# Data for processing
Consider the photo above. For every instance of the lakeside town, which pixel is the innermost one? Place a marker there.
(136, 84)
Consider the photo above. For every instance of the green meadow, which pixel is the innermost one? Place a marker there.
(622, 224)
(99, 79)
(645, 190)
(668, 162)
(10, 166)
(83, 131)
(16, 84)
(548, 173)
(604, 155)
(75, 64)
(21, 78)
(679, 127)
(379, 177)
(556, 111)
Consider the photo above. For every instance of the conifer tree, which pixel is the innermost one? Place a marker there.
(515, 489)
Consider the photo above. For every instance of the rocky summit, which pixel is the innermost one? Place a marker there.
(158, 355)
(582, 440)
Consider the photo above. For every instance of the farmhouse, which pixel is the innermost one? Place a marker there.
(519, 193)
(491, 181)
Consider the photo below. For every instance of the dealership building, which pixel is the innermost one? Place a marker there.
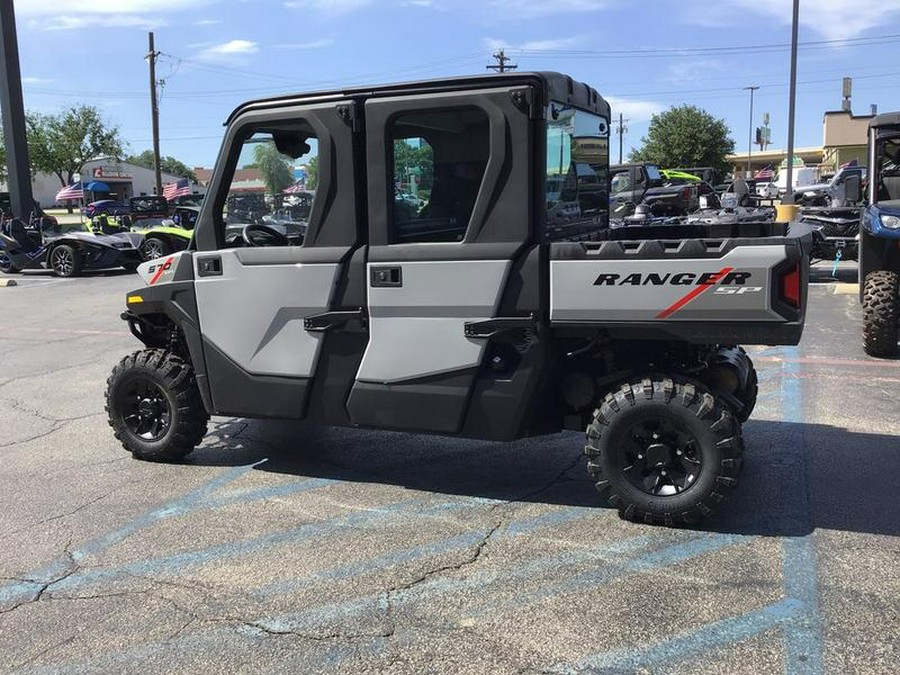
(106, 178)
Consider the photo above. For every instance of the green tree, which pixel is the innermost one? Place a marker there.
(60, 144)
(274, 167)
(312, 173)
(167, 164)
(414, 157)
(685, 136)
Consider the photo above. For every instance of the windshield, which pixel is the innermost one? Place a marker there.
(577, 171)
(887, 189)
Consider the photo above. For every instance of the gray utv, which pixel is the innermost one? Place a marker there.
(457, 276)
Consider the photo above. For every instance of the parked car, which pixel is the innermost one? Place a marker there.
(632, 184)
(169, 234)
(36, 212)
(148, 207)
(109, 207)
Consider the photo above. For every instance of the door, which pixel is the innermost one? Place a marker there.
(449, 218)
(269, 283)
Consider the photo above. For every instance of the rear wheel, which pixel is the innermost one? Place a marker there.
(65, 260)
(154, 406)
(154, 247)
(6, 265)
(663, 451)
(881, 295)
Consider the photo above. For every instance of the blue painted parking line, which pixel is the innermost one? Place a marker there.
(802, 639)
(687, 645)
(460, 542)
(608, 557)
(318, 530)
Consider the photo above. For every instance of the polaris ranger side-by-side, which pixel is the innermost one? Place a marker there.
(479, 311)
(879, 261)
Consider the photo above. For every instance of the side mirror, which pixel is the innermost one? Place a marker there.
(852, 192)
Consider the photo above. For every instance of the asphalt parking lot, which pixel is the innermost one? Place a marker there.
(282, 549)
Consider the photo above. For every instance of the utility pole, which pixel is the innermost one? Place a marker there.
(501, 66)
(789, 194)
(154, 113)
(750, 141)
(12, 108)
(621, 128)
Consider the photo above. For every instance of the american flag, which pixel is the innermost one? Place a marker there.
(70, 192)
(299, 186)
(178, 189)
(766, 173)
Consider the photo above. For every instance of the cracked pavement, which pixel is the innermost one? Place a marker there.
(279, 548)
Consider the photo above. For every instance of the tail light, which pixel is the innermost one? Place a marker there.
(790, 286)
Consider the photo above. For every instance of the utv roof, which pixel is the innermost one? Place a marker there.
(556, 87)
(886, 120)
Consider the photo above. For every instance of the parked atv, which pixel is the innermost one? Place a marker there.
(475, 316)
(171, 235)
(835, 231)
(39, 245)
(879, 259)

# What is needed
Give the listing again exactly, but omit each image.

# Output for this task
Consider the photo above. For every instance of the lakeside town, which pixel is the innermost one? Place a marker there.
(136, 84)
Consider the photo above. For every instance of the green meadow, which pixel is the innermost one? Place a marker there.
(622, 224)
(99, 79)
(645, 190)
(668, 162)
(10, 166)
(83, 131)
(16, 84)
(548, 173)
(604, 155)
(75, 64)
(21, 78)
(679, 127)
(379, 177)
(556, 111)
Consider the photo above. For every instance of the conifer tree, which pixel is the innermost one? Place a marker there.
(515, 489)
Consider the photo above. For every instance of the rocky summit, which pixel is the innermost one? Place a marker there.
(158, 355)
(582, 440)
Consider the photo above. For every instance of the farmhouse, which pixel is the innermost one? Place a marker there.
(519, 193)
(491, 181)
Consider the photo below. For every instance of the dealership building, which pixel is the innermost one? Place a marker there.
(106, 178)
Consider the photo above. For every instance of the green tree, which pixel is the innermost one? Place a marker there.
(60, 144)
(274, 167)
(312, 173)
(167, 164)
(414, 157)
(685, 136)
Consider the photo above. For every instance of the windshield, which pixel is the innermost one? Place a marker there.
(577, 171)
(887, 189)
Consider the photo above. For every instance of the gray utv, which pixel is the innermost one? Place a marker there.
(457, 276)
Consider the photo above. For every instance of the parked car, which pixel is the innermost one? Place a marker there.
(632, 184)
(169, 234)
(36, 212)
(148, 207)
(109, 207)
Consider the photo above. For every instance of the door, which pixel is the innermost one? Place a marker there.
(449, 218)
(269, 283)
Consider the photo above. For every instance of the rear wheel, which pixel is the innermost one? Place a marker there.
(65, 260)
(154, 406)
(154, 247)
(6, 265)
(663, 451)
(881, 295)
Consider the photo above. For every instance of the blue painted parking line, which pixel is the innermost one? Place a marker there.
(802, 639)
(687, 645)
(460, 542)
(608, 557)
(318, 530)
Consider the photo above. For every instance of the polaris ranger side-by-side, which pixel is the innermost one? Place a marker there.
(479, 311)
(879, 261)
Consider the photo above. For every instance of the side mirror, which pixel is the innermost one? Place a marker there.
(852, 192)
Consider the photo above. For every instance of the asphalt parking lot, which pixel is the innermost one? Place a marker there.
(282, 549)
Consider the photo above. For every instance of the utility pole, which pixel is the innermost one? Place a marker there.
(501, 66)
(789, 194)
(154, 113)
(750, 141)
(12, 108)
(621, 128)
Consider the photo above. For every instance of the american flag, which pixel is the innermost one? Place a marker there.
(70, 192)
(299, 186)
(178, 189)
(766, 173)
Consider the photo above. For every instance of the cracked pavement, which pixel is the innermost one? Place a marker there.
(279, 548)
Consider the photo above. For every instance of the tail light, which pixel is the innermost one? Place a marker there.
(790, 286)
Consider the photo above. For every instance of the utv roof, which pixel is the innermost one? Place a marker there.
(556, 87)
(886, 120)
Consider the photo above. For every instance of the parked atv, which pixel is the innermost one? Place a marker there.
(475, 316)
(171, 235)
(835, 231)
(39, 245)
(879, 259)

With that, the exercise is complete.